THE EXERCISE:
Render the records from their start through the line containing "[239,461,255,480]", both ends included, as a Markdown table with the columns "Row" and "Line", skipping blank lines. Omit the pictures.

Entries on locating named things:
___

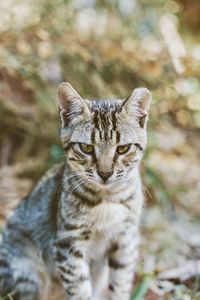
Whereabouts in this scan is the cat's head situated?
[58,82,151,185]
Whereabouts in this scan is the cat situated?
[0,82,151,300]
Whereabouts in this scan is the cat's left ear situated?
[58,82,90,128]
[123,87,151,128]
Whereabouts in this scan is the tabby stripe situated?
[73,191,102,207]
[109,259,127,269]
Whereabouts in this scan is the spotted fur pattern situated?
[0,83,150,300]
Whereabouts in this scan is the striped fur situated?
[0,83,150,300]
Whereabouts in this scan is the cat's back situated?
[4,163,65,251]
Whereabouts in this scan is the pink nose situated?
[97,171,113,181]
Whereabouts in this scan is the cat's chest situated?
[88,203,129,237]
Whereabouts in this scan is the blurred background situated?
[0,0,200,300]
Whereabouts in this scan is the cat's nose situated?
[97,171,113,181]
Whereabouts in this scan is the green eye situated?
[117,144,131,154]
[79,144,94,154]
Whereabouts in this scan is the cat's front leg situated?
[108,230,138,300]
[56,237,92,300]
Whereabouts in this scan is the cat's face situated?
[58,83,150,186]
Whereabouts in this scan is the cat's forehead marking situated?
[90,100,121,143]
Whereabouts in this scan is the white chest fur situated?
[89,202,129,236]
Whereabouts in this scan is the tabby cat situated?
[0,82,151,300]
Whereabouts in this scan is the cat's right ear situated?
[58,82,90,128]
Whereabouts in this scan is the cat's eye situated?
[79,144,94,154]
[116,144,131,154]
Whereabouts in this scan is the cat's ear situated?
[123,87,151,128]
[58,82,90,128]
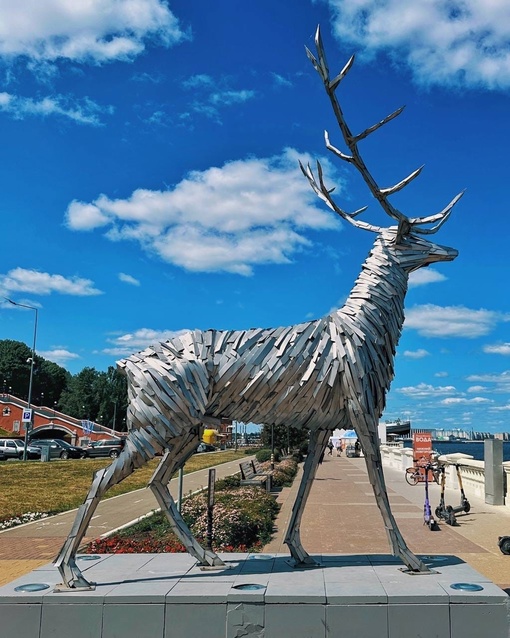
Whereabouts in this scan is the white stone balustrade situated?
[381,444,510,508]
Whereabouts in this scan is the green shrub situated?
[214,474,241,492]
[255,448,280,463]
[299,441,308,456]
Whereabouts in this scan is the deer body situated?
[56,28,460,589]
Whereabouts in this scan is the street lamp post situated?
[5,297,38,461]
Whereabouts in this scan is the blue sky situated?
[0,0,510,432]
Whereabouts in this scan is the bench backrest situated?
[251,459,264,474]
[239,461,255,480]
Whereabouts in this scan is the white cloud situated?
[328,0,510,88]
[0,268,103,297]
[467,385,487,394]
[397,383,457,399]
[440,397,493,405]
[271,73,293,89]
[119,272,140,286]
[483,343,510,356]
[66,149,341,275]
[467,370,510,392]
[0,0,187,64]
[0,92,113,126]
[409,268,446,288]
[102,328,189,357]
[402,348,430,359]
[404,304,509,339]
[37,348,80,366]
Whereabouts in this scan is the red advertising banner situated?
[413,432,432,480]
[413,432,432,466]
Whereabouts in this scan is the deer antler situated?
[300,27,464,234]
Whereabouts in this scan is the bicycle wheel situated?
[406,467,419,485]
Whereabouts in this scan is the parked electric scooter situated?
[435,465,457,525]
[423,463,439,532]
[498,536,510,555]
[453,463,471,514]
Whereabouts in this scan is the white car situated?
[0,439,41,459]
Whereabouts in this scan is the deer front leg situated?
[54,442,144,591]
[149,432,225,569]
[355,417,430,572]
[284,430,331,567]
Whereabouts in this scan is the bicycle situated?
[405,464,441,485]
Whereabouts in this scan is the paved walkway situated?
[264,455,510,593]
[0,455,510,590]
[0,457,247,586]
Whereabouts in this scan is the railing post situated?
[483,439,505,505]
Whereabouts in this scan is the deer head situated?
[299,27,464,272]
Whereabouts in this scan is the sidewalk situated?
[0,455,510,590]
[0,457,247,586]
[263,455,510,591]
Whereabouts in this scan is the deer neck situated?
[338,238,409,348]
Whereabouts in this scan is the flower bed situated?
[85,459,297,554]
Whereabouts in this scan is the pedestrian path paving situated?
[0,455,510,590]
[263,455,510,590]
[0,457,247,586]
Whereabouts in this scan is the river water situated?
[404,441,510,461]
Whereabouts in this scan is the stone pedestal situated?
[0,554,509,638]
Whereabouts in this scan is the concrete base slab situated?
[0,554,510,638]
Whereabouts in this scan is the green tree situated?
[98,366,128,431]
[0,339,71,407]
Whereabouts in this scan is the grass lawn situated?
[0,450,245,521]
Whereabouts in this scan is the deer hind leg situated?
[355,419,430,572]
[284,430,331,567]
[149,431,225,568]
[54,438,154,590]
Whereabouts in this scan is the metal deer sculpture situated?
[56,29,462,589]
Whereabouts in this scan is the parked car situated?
[196,443,218,452]
[30,439,88,459]
[85,439,125,459]
[0,439,41,460]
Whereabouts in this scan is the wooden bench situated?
[251,459,274,477]
[239,461,271,492]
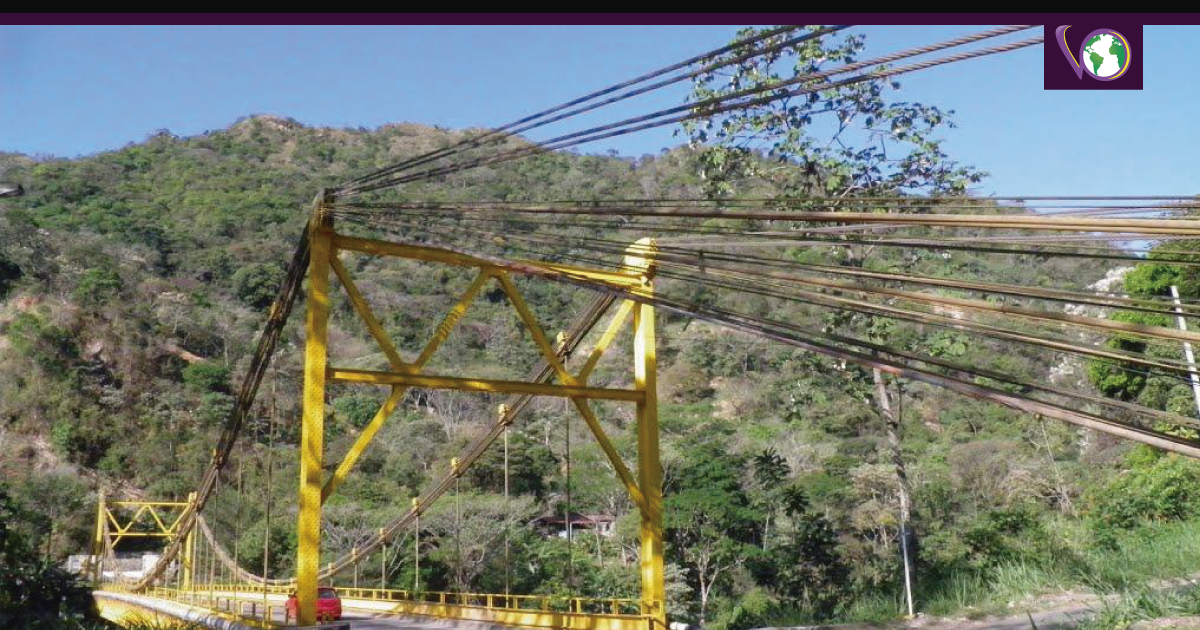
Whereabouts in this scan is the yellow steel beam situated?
[107,500,191,508]
[634,290,666,630]
[329,256,408,370]
[179,492,196,588]
[91,490,108,588]
[320,268,488,503]
[497,272,646,509]
[334,234,643,287]
[296,192,334,625]
[329,367,642,402]
[334,234,497,269]
[578,300,634,383]
[515,259,642,287]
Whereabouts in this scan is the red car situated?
[283,587,342,623]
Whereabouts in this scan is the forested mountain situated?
[0,116,1200,630]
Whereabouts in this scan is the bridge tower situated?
[296,190,666,630]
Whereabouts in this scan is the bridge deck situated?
[94,590,648,630]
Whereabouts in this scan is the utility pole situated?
[1171,284,1200,415]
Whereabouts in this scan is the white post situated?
[1171,284,1200,415]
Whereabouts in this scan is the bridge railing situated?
[101,582,647,628]
[100,583,287,629]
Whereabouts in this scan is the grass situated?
[715,518,1200,630]
[835,520,1200,628]
[1079,588,1200,630]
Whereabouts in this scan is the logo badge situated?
[1045,24,1142,90]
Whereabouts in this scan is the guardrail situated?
[101,583,650,630]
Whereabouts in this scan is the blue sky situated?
[0,26,1200,194]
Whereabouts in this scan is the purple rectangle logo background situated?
[1043,21,1146,90]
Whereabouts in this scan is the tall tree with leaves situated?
[684,26,984,614]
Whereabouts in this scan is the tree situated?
[684,26,983,612]
[662,442,762,625]
[233,263,283,310]
[684,26,983,197]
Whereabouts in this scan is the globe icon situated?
[1080,31,1129,79]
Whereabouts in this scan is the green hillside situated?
[0,116,1200,630]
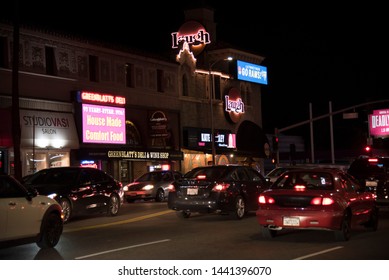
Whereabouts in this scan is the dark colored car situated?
[347,156,389,206]
[168,165,267,219]
[123,170,182,202]
[0,174,63,248]
[24,167,124,222]
[256,168,378,241]
[265,166,298,183]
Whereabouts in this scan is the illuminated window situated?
[157,69,164,92]
[126,63,135,88]
[45,47,58,76]
[89,55,99,82]
[0,37,8,68]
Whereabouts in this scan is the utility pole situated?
[12,0,22,180]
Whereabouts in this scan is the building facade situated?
[0,7,268,183]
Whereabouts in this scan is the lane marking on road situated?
[63,210,174,232]
[294,246,343,260]
[74,239,170,260]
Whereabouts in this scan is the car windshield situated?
[272,171,334,190]
[348,159,388,176]
[184,166,228,179]
[26,169,78,185]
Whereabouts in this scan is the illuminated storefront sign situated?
[224,88,245,123]
[171,21,211,55]
[82,104,126,144]
[76,91,126,106]
[20,110,79,149]
[184,128,236,149]
[236,60,267,85]
[107,150,183,160]
[369,109,389,137]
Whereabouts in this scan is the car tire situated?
[155,189,165,202]
[233,195,247,220]
[108,194,120,216]
[36,213,63,249]
[261,226,277,239]
[365,207,378,231]
[335,211,351,241]
[176,211,191,219]
[60,198,73,223]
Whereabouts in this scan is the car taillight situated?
[258,195,276,204]
[212,184,230,192]
[311,197,335,206]
[294,185,305,191]
[167,184,176,192]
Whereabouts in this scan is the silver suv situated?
[0,174,63,248]
[347,156,389,206]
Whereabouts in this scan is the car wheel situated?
[155,189,165,202]
[61,198,72,223]
[36,213,63,249]
[261,226,277,239]
[108,194,120,216]
[335,214,351,241]
[176,211,191,219]
[234,196,246,220]
[365,208,378,231]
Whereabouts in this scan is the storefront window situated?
[24,151,70,175]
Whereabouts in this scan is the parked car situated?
[265,165,298,183]
[0,174,63,248]
[24,166,124,223]
[123,170,182,202]
[168,165,267,219]
[256,168,378,241]
[347,156,389,206]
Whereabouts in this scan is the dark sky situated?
[0,0,389,139]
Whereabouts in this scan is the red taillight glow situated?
[294,185,305,191]
[212,184,230,192]
[311,197,335,206]
[258,195,276,204]
[167,184,176,192]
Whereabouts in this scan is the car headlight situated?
[142,185,154,191]
[47,193,57,199]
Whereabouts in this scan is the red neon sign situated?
[80,91,126,105]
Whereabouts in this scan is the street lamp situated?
[208,56,233,165]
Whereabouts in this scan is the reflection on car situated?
[123,170,182,202]
[256,168,378,241]
[24,166,124,222]
[168,165,267,219]
[0,174,63,248]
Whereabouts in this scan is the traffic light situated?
[273,136,278,151]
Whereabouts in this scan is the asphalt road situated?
[0,201,389,260]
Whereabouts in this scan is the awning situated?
[20,110,80,149]
[0,108,13,148]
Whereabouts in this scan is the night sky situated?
[0,0,389,151]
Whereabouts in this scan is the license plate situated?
[186,188,199,195]
[366,181,377,187]
[283,217,300,226]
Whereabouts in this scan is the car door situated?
[0,177,41,240]
[340,173,374,224]
[237,167,261,210]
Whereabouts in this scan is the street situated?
[0,201,389,260]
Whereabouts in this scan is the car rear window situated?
[184,166,228,179]
[272,171,334,190]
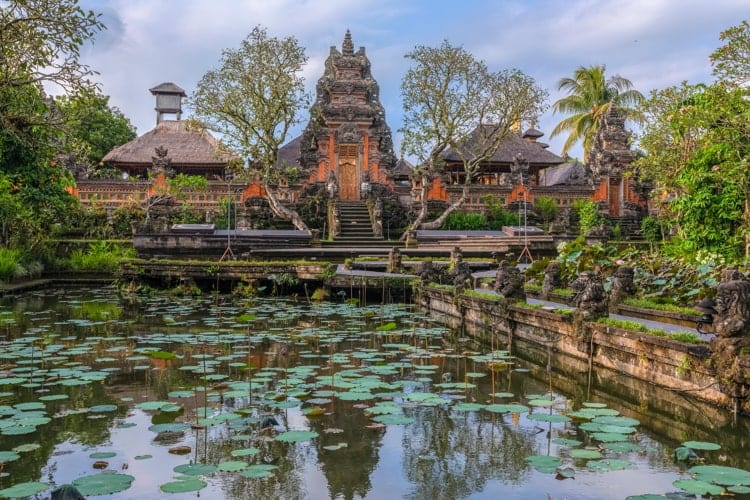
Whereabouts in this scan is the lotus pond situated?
[0,288,750,499]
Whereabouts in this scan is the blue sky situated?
[81,0,750,160]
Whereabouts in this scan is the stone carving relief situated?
[540,260,563,300]
[709,276,750,404]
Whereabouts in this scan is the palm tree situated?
[550,64,643,161]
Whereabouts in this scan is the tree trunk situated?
[419,185,469,229]
[264,184,310,231]
[401,175,430,241]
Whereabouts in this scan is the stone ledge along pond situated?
[0,287,750,499]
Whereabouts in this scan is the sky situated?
[80,0,750,157]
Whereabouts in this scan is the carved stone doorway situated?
[339,162,359,201]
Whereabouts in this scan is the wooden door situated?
[339,162,359,200]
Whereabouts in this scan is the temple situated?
[73,30,647,239]
[279,30,396,201]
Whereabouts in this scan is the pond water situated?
[0,287,750,499]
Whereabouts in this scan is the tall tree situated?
[0,0,104,246]
[401,40,547,229]
[711,21,750,86]
[191,26,309,229]
[550,65,643,161]
[55,90,136,176]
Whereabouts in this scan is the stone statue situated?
[326,171,339,200]
[709,280,750,404]
[609,266,635,312]
[387,247,403,273]
[494,260,526,300]
[571,271,607,354]
[417,260,440,285]
[541,260,562,300]
[571,271,607,320]
[372,198,383,238]
[448,247,471,286]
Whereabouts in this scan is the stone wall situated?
[417,286,736,412]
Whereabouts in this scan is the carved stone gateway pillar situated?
[571,271,608,355]
[709,279,750,411]
[609,266,635,312]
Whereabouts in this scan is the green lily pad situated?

___

TASK RESPONSE:
| Row | Line |
|---|---|
| 1 | Whereabouts in this scan is the cat's head situated? |
| 2 | [58,82,151,185] |
| 3 | Whereabouts in this scan is the cat situated? |
| 4 | [0,82,151,300] |
| 5 | Whereabouts in this scan is the cat's left ear situated? |
| 6 | [58,82,90,128] |
| 7 | [123,87,151,128] |
| 8 | Whereabouts in this scan is the tabby stripe situated? |
| 9 | [73,191,102,207] |
| 10 | [109,259,127,269] |
| 11 | Whereabouts in this scan is the spotted fur pattern situated? |
| 12 | [0,83,150,300] |
| 13 | Whereabouts in this scan is the striped fur situated? |
| 14 | [0,83,150,300] |
| 15 | Whereabouts in this scan is the cat's back situated? |
| 16 | [4,163,65,251] |
| 17 | Whereabouts in this scan is the pink nose situated? |
| 18 | [97,171,113,181] |
| 19 | Whereabouts in this scan is the cat's chest situated? |
| 20 | [88,203,129,237] |
| 21 | Whereabouts in this scan is the blurred background situated? |
| 22 | [0,0,200,300] |
| 23 | Whereabouts in this scan is the cat's nose situated? |
| 24 | [97,171,113,181] |
| 25 | Whereabouts in this scan is the green eye situated? |
| 26 | [117,144,131,154] |
| 27 | [79,144,94,154] |
| 28 | Whereabouts in this scan is the cat's front leg situated? |
| 29 | [108,230,138,300] |
| 30 | [56,237,92,300] |
| 31 | Whereabouts in this scan is the cat's face situated? |
| 32 | [58,83,150,186] |
| 33 | Whereabouts in this scan is the cat's forehead marking situated? |
| 34 | [90,100,121,143] |
| 35 | Whereabouts in this scan is the white chest fur situated? |
| 36 | [89,202,129,236] |
| 37 | Whereabouts in this scan is the tabby cat situated? |
| 38 | [0,82,151,300] |
| 39 | Whereabouts in this scan is the cat's right ear situated? |
| 40 | [58,82,90,128] |
| 41 | Whereabouts in this scan is the cat's eye situated? |
| 42 | [79,144,94,154] |
| 43 | [116,144,131,154] |
| 44 | Whereabouts in this scan is the cat's ear situated? |
| 45 | [123,87,151,128] |
| 46 | [58,82,90,128] |
| 47 | Whereabouts in this scan is the white stone balustrade situated? |
| 48 | [381,444,510,508] |
| 49 | Whereabouts in this scan is the green shrub situated? |
| 50 | [214,474,241,492] |
| 51 | [255,448,280,463] |
| 52 | [299,441,308,456] |
| 53 | Whereabouts in this scan is the deer body situated? |
| 54 | [56,28,460,589] |
| 55 | Whereabouts in this scan is the street lamp post situated? |
| 56 | [5,297,38,461] |
| 57 | Whereabouts in this scan is the blue sky situated? |
| 58 | [0,0,510,432] |
| 59 | Whereabouts in this scan is the bench backrest situated? |
| 60 | [251,459,264,474] |
| 61 | [239,461,255,480] |